[BEGIN EXTRACTED INFORMATION]
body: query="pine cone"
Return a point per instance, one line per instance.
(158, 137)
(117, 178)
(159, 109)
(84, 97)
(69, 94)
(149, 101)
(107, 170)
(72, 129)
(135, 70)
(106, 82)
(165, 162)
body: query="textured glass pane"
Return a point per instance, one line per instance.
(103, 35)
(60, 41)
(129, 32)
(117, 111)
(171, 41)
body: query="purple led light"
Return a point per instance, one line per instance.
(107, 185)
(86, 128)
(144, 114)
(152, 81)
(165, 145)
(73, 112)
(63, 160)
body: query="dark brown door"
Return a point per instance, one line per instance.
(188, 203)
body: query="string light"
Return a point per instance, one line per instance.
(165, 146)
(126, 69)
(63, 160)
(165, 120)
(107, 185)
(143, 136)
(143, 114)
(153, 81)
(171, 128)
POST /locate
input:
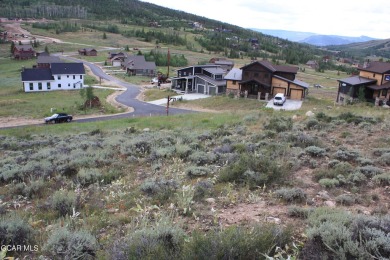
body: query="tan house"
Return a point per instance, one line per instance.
(372, 84)
(262, 79)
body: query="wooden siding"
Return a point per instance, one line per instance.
(230, 85)
(372, 75)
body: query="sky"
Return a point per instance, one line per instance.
(330, 17)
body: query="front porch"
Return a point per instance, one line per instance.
(254, 90)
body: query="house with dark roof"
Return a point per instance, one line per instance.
(44, 61)
(372, 84)
(204, 79)
(262, 79)
(88, 52)
(23, 52)
(136, 65)
(59, 76)
(224, 63)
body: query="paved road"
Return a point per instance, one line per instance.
(128, 97)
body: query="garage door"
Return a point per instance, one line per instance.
(296, 94)
(200, 88)
(279, 90)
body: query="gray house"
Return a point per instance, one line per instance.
(136, 65)
(204, 79)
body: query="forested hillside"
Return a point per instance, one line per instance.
(215, 36)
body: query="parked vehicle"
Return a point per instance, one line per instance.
(279, 99)
(59, 118)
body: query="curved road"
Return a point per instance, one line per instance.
(128, 98)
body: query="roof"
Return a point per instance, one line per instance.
(376, 87)
(234, 74)
(138, 62)
(215, 70)
(274, 68)
(24, 47)
(212, 81)
(224, 62)
(357, 80)
(36, 74)
(48, 59)
(376, 66)
(67, 68)
(296, 82)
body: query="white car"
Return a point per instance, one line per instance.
(279, 99)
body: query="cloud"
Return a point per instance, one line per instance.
(332, 17)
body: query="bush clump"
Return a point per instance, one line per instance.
(315, 151)
(65, 244)
(197, 171)
(87, 176)
(254, 171)
(279, 124)
(291, 194)
(15, 231)
(337, 234)
(64, 202)
(237, 242)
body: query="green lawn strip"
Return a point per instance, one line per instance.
(196, 121)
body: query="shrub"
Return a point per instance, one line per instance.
(279, 124)
(299, 212)
(345, 155)
(336, 234)
(329, 183)
(254, 171)
(88, 176)
(35, 188)
(197, 171)
(162, 240)
(384, 159)
(64, 202)
(382, 179)
(345, 200)
(236, 242)
(15, 231)
(311, 123)
(369, 170)
(159, 188)
(203, 189)
(65, 244)
(202, 158)
(291, 195)
(315, 151)
(339, 169)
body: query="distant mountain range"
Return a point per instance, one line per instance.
(314, 38)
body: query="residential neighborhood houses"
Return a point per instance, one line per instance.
(59, 76)
(262, 79)
(372, 84)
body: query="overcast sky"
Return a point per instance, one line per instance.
(330, 17)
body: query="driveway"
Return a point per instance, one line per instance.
(290, 104)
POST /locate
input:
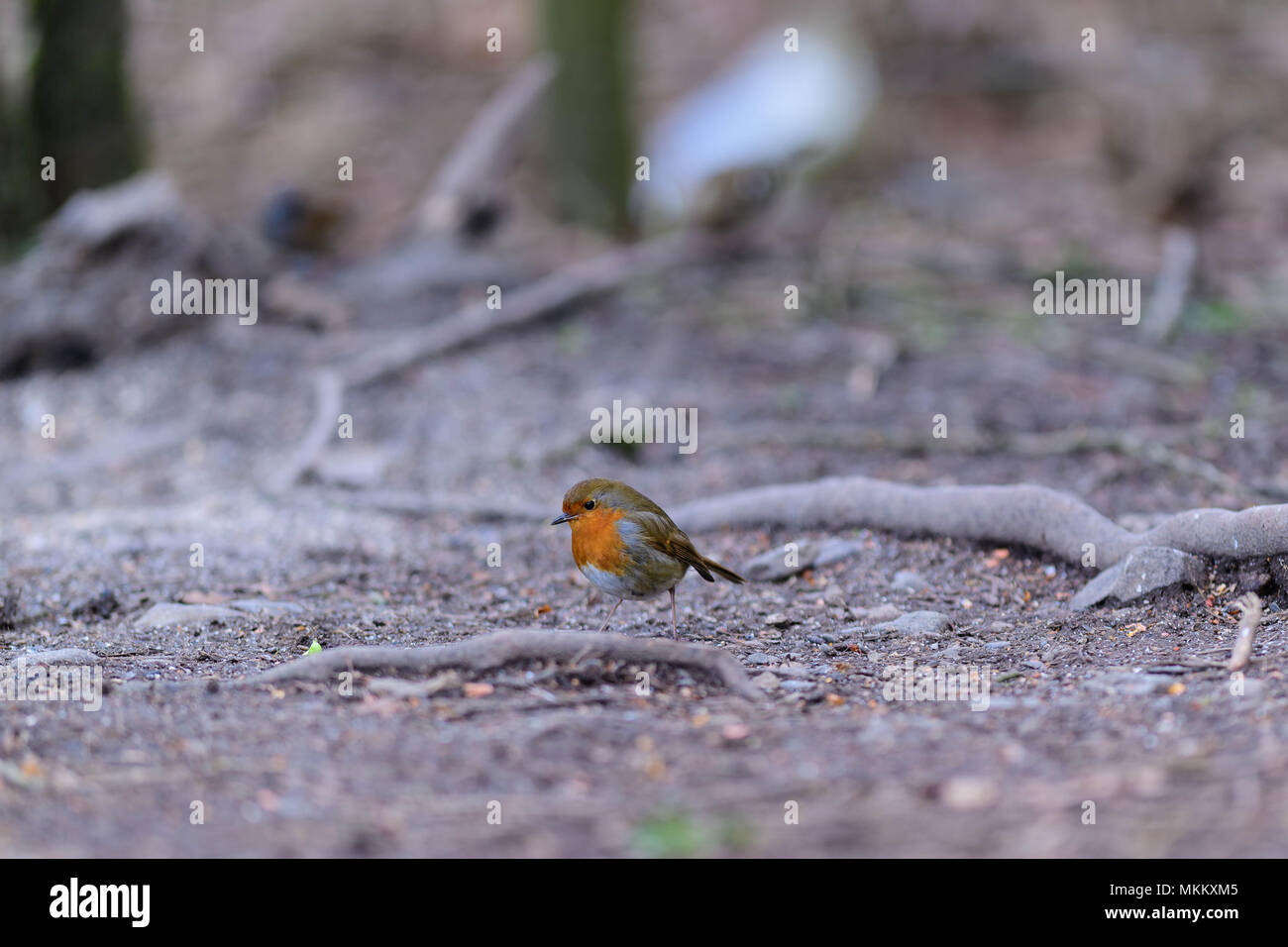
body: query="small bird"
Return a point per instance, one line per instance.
(626, 545)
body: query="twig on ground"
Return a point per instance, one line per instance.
(536, 300)
(471, 174)
(1249, 621)
(327, 393)
(1026, 514)
(500, 648)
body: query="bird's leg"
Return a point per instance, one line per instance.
(610, 615)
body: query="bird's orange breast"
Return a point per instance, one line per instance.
(596, 540)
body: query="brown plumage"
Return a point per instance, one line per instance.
(629, 547)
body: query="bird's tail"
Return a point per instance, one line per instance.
(721, 571)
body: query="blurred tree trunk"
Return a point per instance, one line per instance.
(589, 137)
(77, 111)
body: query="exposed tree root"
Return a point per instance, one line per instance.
(1031, 515)
(500, 648)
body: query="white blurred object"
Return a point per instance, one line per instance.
(771, 111)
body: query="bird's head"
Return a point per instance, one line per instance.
(592, 499)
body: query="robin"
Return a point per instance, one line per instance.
(626, 545)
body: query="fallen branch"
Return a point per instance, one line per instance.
(471, 175)
(1026, 514)
(327, 394)
(500, 648)
(1248, 624)
(536, 300)
(1146, 446)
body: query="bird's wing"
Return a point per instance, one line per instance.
(665, 536)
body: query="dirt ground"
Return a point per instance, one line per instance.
(1104, 735)
(1085, 706)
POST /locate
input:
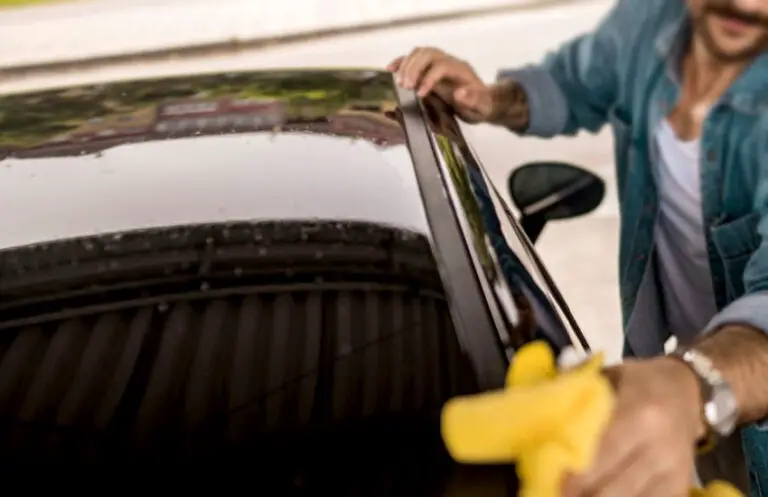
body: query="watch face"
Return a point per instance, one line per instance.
(722, 410)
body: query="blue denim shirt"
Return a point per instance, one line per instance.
(626, 74)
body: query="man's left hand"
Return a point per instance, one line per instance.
(648, 449)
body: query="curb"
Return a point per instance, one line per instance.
(235, 45)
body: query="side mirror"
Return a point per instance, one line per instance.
(546, 191)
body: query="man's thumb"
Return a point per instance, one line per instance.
(466, 97)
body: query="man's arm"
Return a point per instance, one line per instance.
(510, 106)
(576, 86)
(737, 338)
(741, 355)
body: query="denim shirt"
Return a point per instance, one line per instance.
(626, 74)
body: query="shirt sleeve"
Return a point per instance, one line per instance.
(752, 308)
(576, 86)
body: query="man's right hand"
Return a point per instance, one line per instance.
(430, 70)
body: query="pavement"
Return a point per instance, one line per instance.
(62, 33)
(582, 253)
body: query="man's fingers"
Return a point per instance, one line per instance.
(394, 66)
(618, 448)
(416, 65)
(432, 77)
(632, 480)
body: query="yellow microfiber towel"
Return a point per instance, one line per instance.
(548, 422)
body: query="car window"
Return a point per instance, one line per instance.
(515, 286)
[END EXTRACTED INFORMATION]
• EXERCISE DESCRIPTION: The pictures should not be reproduced; quote all of the other material exactly.

• RESULT FOR THIS EXERCISE:
body: query="pine cone"
Return a point per instance, one line per instance.
(158, 137)
(117, 178)
(159, 109)
(84, 97)
(69, 94)
(149, 101)
(107, 170)
(72, 129)
(135, 70)
(106, 82)
(165, 162)
body: query="textured glass pane"
Return a point per instance, one line per instance.
(103, 35)
(60, 41)
(129, 32)
(117, 111)
(171, 41)
body: query="purple led light"
Return a point per instance, one line per instance.
(107, 185)
(86, 128)
(144, 114)
(152, 81)
(165, 145)
(73, 112)
(63, 160)
body: query="dark brown door"
Return a point per instance, one line per instance.
(188, 203)
body: query="string light"
Return a point per instance, one line per instance.
(165, 146)
(126, 69)
(63, 160)
(165, 120)
(107, 185)
(143, 136)
(143, 114)
(153, 81)
(171, 128)
POST /locate
input:
body: query="tan house"
Return a point per instance, one line per instance.
(372, 84)
(262, 79)
body: query="wooden siding"
Return a point per instance, one line per instance.
(230, 85)
(372, 75)
body: query="sky"
Return a point per instance, one line per instance.
(330, 17)
body: query="front porch"
Return a point per instance, one line per instance.
(254, 90)
body: query="house with dark roof"
Return a point per instance, one line per instance.
(44, 61)
(372, 84)
(204, 79)
(262, 79)
(88, 52)
(23, 52)
(136, 65)
(59, 76)
(224, 63)
body: query="paved road"
Return a point per instance, one line per instance.
(128, 97)
body: query="garage door"
Return a point per instance, one line per instance.
(296, 94)
(200, 88)
(279, 90)
body: query="gray house"
Return a point per instance, one line per instance.
(136, 65)
(204, 79)
body: query="forested hillside"
Return a point per instance, one line per instance.
(215, 36)
body: query="parked vehicle"
Return a point per instance, one line per instance.
(279, 99)
(59, 118)
body: query="curved road"
Return a point per instance, one line per instance.
(128, 98)
body: query="roof"
Return a point per instance, one line per instance.
(376, 87)
(234, 74)
(138, 62)
(215, 70)
(274, 68)
(24, 47)
(212, 81)
(224, 62)
(357, 80)
(36, 74)
(48, 59)
(376, 66)
(67, 68)
(296, 82)
body: query="white car"
Return a point per instance, one line per instance.
(279, 99)
body: query="cloud"
Return a point per instance, one line per instance.
(332, 17)
body: query="bush clump"
Return a point per instance, one line per instance.
(315, 151)
(65, 244)
(197, 171)
(87, 176)
(254, 171)
(279, 124)
(291, 194)
(15, 231)
(337, 234)
(64, 202)
(237, 242)
body: query="green lawn strip"
Return a point per instance, one line per instance.
(196, 121)
body: query="shrub"
Return a point per instance, one line per instance.
(279, 124)
(299, 212)
(345, 155)
(336, 234)
(329, 183)
(254, 171)
(88, 176)
(35, 188)
(197, 171)
(162, 240)
(384, 159)
(64, 202)
(382, 179)
(345, 200)
(236, 242)
(15, 231)
(311, 123)
(369, 170)
(159, 188)
(203, 189)
(65, 244)
(202, 158)
(291, 195)
(315, 151)
(339, 169)
body: query="distant mountain range"
Return a point per instance, one line per instance.
(314, 38)
body: query="residential neighborhood houses"
Return a point per instance, one line per instance.
(59, 76)
(262, 79)
(372, 84)
body: query="overcast sky"
Return a point per instance, one line per instance.
(330, 17)
body: query="driveway"
Return a point per instance, one line per instance.
(290, 104)
POST /locate
input:
body: query="small bird"
Return a point per instance, one line per instance.
(626, 545)
body: query="twig on ground"
Return a point per instance, one line per instance.
(536, 300)
(471, 174)
(1249, 621)
(327, 393)
(1026, 514)
(500, 648)
body: query="bird's leg"
Return a point per instance, one line per instance.
(610, 615)
body: query="bird's orange breast"
Return a point per instance, one line per instance.
(596, 540)
body: query="brown plumage"
Return a point per instance, one line per instance.
(629, 547)
body: query="bird's tail"
Return a point per instance, one line per instance.
(721, 571)
body: query="blurred tree trunk"
Return a point per instance, one line per instance.
(589, 137)
(77, 111)
body: query="exposed tree root"
Return a point per instance, one line per instance.
(1031, 515)
(500, 648)
body: query="white blurred object"
Return a point per instance, one line per instance.
(771, 111)
body: query="bird's head"
Return a point per instance, one line per instance.
(592, 499)
body: query="robin"
Return a point per instance, one line per instance.
(626, 545)
body: query="fallen branch"
Return a point per instance, one line per instance.
(471, 175)
(1026, 514)
(327, 394)
(500, 648)
(1248, 624)
(536, 300)
(1146, 446)
body: query="bird's wing"
Return a point per instance, one line per instance.
(665, 536)
body: query="dirt ground"
Return a point per instance, one line per instance.
(1104, 735)
(1085, 706)
POST /locate
input:
body: query="watch face"
Return a point per instance, one line per instance.
(722, 410)
body: query="blue denim shirt"
Return a point per instance, one line per instance.
(626, 74)
body: query="man's left hand"
Return a point per instance, one line per instance.
(648, 449)
body: query="curb"
Return a point per instance, one line per instance.
(235, 45)
body: query="side mirror"
Return a point per instance, one line per instance.
(546, 191)
body: query="man's thumb"
Return a point per instance, one line per instance.
(466, 97)
body: query="man's arm"
Return a point per instance, one line per instance.
(510, 106)
(576, 86)
(737, 338)
(741, 355)
body: query="denim shirt"
Return a point per instance, one line per instance.
(626, 74)
body: query="shirt sleeve"
Return a point per instance, one line per instance.
(752, 308)
(576, 86)
body: query="man's right hand"
Return a point per instance, one line per instance.
(430, 70)
body: query="pavement"
Return a point per instance, one line per instance.
(62, 33)
(582, 253)
body: query="man's fingers"
Return a point per instance, one line per instance.
(394, 66)
(618, 448)
(416, 65)
(432, 77)
(632, 480)
body: query="yellow microfiber towel"
Return a point per instance, one line per instance.
(548, 422)
body: query="car window"
Return a point per instance, one line per instance.
(515, 286)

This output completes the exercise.